Stored entries:
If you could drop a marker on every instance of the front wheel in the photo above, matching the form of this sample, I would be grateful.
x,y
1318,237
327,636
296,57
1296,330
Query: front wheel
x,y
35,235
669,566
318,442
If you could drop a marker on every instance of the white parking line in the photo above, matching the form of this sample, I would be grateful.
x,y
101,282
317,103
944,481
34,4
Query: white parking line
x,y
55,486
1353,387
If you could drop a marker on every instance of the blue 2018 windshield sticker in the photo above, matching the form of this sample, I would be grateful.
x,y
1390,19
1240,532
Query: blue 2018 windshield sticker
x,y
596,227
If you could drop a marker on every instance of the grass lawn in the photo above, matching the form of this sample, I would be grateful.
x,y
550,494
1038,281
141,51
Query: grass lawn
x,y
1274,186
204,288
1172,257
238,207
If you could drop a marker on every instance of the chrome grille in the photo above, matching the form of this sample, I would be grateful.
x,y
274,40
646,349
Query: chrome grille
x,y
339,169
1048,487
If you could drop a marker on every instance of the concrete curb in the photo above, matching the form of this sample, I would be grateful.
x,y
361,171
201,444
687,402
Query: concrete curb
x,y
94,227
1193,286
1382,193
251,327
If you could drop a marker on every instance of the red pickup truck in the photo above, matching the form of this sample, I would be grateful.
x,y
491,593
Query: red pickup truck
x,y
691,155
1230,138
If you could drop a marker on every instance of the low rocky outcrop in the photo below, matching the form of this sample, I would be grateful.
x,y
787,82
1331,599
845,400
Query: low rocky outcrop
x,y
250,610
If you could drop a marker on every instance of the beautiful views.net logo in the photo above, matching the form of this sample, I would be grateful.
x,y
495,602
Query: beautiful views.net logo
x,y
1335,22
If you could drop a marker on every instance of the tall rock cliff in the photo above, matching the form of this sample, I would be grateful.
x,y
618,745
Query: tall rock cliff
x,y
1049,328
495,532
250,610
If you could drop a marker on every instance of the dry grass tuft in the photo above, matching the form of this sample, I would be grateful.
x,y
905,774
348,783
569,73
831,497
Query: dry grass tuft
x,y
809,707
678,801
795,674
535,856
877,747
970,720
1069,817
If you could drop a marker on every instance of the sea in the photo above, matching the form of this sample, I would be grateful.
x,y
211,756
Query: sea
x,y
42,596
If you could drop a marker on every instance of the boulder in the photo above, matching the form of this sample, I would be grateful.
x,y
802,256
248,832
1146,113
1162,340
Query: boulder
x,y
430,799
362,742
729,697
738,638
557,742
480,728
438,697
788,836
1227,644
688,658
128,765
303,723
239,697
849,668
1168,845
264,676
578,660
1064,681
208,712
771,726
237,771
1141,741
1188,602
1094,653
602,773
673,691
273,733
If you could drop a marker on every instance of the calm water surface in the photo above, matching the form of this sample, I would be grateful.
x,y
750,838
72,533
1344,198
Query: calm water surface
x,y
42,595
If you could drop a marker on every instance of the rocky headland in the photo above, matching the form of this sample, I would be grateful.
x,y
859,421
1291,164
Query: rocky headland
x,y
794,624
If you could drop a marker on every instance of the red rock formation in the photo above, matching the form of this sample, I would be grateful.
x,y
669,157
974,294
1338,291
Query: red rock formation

WORK ITEM: Please give back all of the data exactly as it appears.

RESPONSE:
If you could drop a marker on every instance of the front wheel in the photo above, matching the form of this sample, I would be grateful.
x,y
1318,237
327,636
296,57
1296,330
Query: front wheel
x,y
35,235
669,566
318,442
If you could drop a marker on every instance of the white parking line in the photo above, matching the form of this sample, I would be grateful.
x,y
101,282
317,103
944,481
34,4
Query: white parking line
x,y
55,486
1353,387
If you could drop a marker on every instance of the blue 2018 windshield sticker in the photo above, matching the form of this sample, I would be grateful.
x,y
1390,19
1240,532
Query: blue 2018 windshield sticker
x,y
596,227
If you could drop a marker on every instance of the grass lawn in the photo above, matching the form of this sample, I would be grateful.
x,y
550,494
1038,281
141,51
Query: grass lawn
x,y
1274,186
204,288
1172,257
238,207
If you could drop a marker on every instance of the chrome grille in the photo above, matching the form of this sample, I would be grateful.
x,y
274,40
646,349
Query: chrome grille
x,y
339,169
1048,487
If you could drop a marker on every instance of the concrete curb in the photo above, matching the form of this sample, I would be grateful.
x,y
361,171
201,444
687,402
Query: concrete curb
x,y
94,227
1193,286
1382,193
251,327
If you could drop a marker on every instance of the red pickup truck in the photo above, matching the form of this sample, I would be grateful.
x,y
491,593
Query: red pickup truck
x,y
691,155
1230,138
If you could drop a marker on every instance of the low rocky outcrop in the photo below, matching the form of this sample, I would be grateful.
x,y
787,82
1331,599
845,400
Query: low rocky outcrop
x,y
250,610
If you could drop a marker on every instance of the beautiful views.net logo in the photo above, matching the form of this sample, I would be grateful.
x,y
495,602
Query: beautiful views.net logo
x,y
1335,22
If you could drop a marker on every instance of the tall rock cliff in the photo above, matching the form of this sample, I would be grateful.
x,y
618,745
Query: tall rock cliff
x,y
1049,328
495,532
250,610
If you could drop a marker on every instance of the dry grass tuft in the photo above, matching the form of this sample, I would be grateful.
x,y
905,774
348,783
569,73
831,497
Query: dry grass tuft
x,y
809,707
678,801
795,674
535,856
877,747
970,720
1069,817
If you could drop a marker on every instance of the sea in the photo above, matching the form of this sample, I would be grateful.
x,y
211,756
Query: sea
x,y
42,596
If you could drop a marker on every instance of the boulder in the photo above, matching the form of this sample, I would be grateful.
x,y
802,256
248,832
1146,113
1162,340
Query: boulder
x,y
430,799
362,742
729,697
738,638
557,742
480,728
438,697
788,836
1227,644
688,658
128,765
303,723
239,697
849,668
1168,845
264,676
578,660
1064,681
208,712
771,726
237,771
1141,741
1188,602
1094,653
602,773
673,691
273,733
If you could drop a marker on every instance of the calm water surface in the photo above, matching the form of this sample, I would be grateful.
x,y
750,838
72,533
1344,198
Query: calm water surface
x,y
42,595
If you could drop a marker on every instance of the rocky headland in the photo above, matching the form of this sample, I would be grateful.
x,y
859,421
1291,164
Query: rocky headland
x,y
794,624
If you could drop a marker on every instance of the red rock formation in the photo above, matching the form of this sample, I would be grateful.
x,y
669,157
974,294
1338,291
Query: red rock formation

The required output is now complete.